▶ Text block
*** Begin section ***
The Arizona state legislator who received national attention for promoting a harsh anti-transgender bill aimed at prosecuting transgender people for using a public restroom if their gender appearance didn't match the gender on their identification said yesterday that his effort is indeed “targeting” transgender people, but “only with respect to public accommodations where there is an expectation of privacy” and is about “a balancing of rights.” (Listen to the full interview below)
After an uproar over what one TV news station dubbed the "Show Me Your Papers Before You Go Potty" bill, Rep. John Kavanagh softened the bill somewhat. It now seeks to protect businesses from civil or criminal liability if they ban transgender people from restrooms if their identification doesn’t match their gender appearance. But Kavanagh admitted in an interview on my SiriusXM OutQ radio program that the new version of the bill, which passed a Arizona House committee last week, still partly rescinds the newly enacted ordinance by the city of Phoenix banning discrimination based on gender identity and sexual orientation. He also admitted that transgender people will still be subject to possible arrest.
“What the business could do is, they could have sex-specific bathrooms, locker rooms and public -- and showers and if it’s specific to one gender they could restrict somebody from going in there,” Kavanagh said. “And if the person refused, I guess [the business] could always call the police. But if they wanted to allow transgender people in they could just to do that.”
Kavanagh said his concern is less about public rest rooms and more about locker rooms and gyms with shower facilities.
“First of all, the bathroom wasn’t the major issue,” he explained. “The real purpose of my bill was for showers. What Phoenix did was allow someone who is biologically male who thinks they’re female to go into a gym or a swimming pool shower or a locker room where people undress completely and this could be a woman or a girl or a young girl. I’ve had a number of parents say that they would be outraged if a man, a person who is biologically male, is in the locker room.”
*** End section ***
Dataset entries
*** Begin section ***
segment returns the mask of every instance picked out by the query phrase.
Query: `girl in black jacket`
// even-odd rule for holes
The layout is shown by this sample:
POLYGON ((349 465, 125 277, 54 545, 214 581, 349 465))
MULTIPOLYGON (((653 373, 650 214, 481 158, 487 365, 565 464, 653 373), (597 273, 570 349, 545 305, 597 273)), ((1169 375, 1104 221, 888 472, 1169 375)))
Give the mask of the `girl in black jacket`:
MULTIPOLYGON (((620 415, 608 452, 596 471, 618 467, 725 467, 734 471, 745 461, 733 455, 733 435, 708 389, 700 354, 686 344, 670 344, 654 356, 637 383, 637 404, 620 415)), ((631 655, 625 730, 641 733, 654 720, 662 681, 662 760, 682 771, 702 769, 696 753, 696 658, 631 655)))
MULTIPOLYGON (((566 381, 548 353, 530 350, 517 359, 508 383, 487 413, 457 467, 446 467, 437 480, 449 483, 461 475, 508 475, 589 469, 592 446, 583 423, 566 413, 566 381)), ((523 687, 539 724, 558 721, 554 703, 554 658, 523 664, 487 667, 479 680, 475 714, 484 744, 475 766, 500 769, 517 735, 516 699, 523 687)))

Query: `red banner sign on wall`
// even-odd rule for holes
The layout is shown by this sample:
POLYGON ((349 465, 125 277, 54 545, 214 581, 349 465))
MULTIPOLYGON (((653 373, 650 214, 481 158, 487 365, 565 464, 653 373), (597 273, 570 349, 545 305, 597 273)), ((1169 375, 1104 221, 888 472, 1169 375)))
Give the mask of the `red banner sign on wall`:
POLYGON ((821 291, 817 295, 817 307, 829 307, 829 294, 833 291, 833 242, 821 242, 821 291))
*** End section ***
▶ Task list
(a) Copy the passage of the article on the Arizona bill from "After an uproar" to "to possible arrest.".
(b) Answer these questions about the article on the Arizona bill:
(i) What name did one TV news station give the bill?
(ii) On which radio program was Kavanagh interviewed?
(iii) According to Kavanagh, what was the real purpose of his bill?

▶ Outputs in order
(a)
After an uproar over what one TV news station dubbed the "Show Me Your Papers Before You Go Potty" bill, Rep. John Kavanagh softened the bill somewhat. It now seeks to protect businesses from civil or criminal liability if they ban transgender people from restrooms if their identification doesn’t match their gender appearance. But Kavanagh admitted in an interview on my SiriusXM OutQ radio program that the new version of the bill, which passed a Arizona House committee last week, still partly rescinds the newly enacted ordinance by the city of Phoenix banning discrimination based on gender identity and sexual orientation. He also admitted that transgender people will still be subject to possible arrest.

(b)
(i) The "Show Me Your Papers Before You Go Potty" bill
(ii) The SiriusXM OutQ radio program
(iii) Showers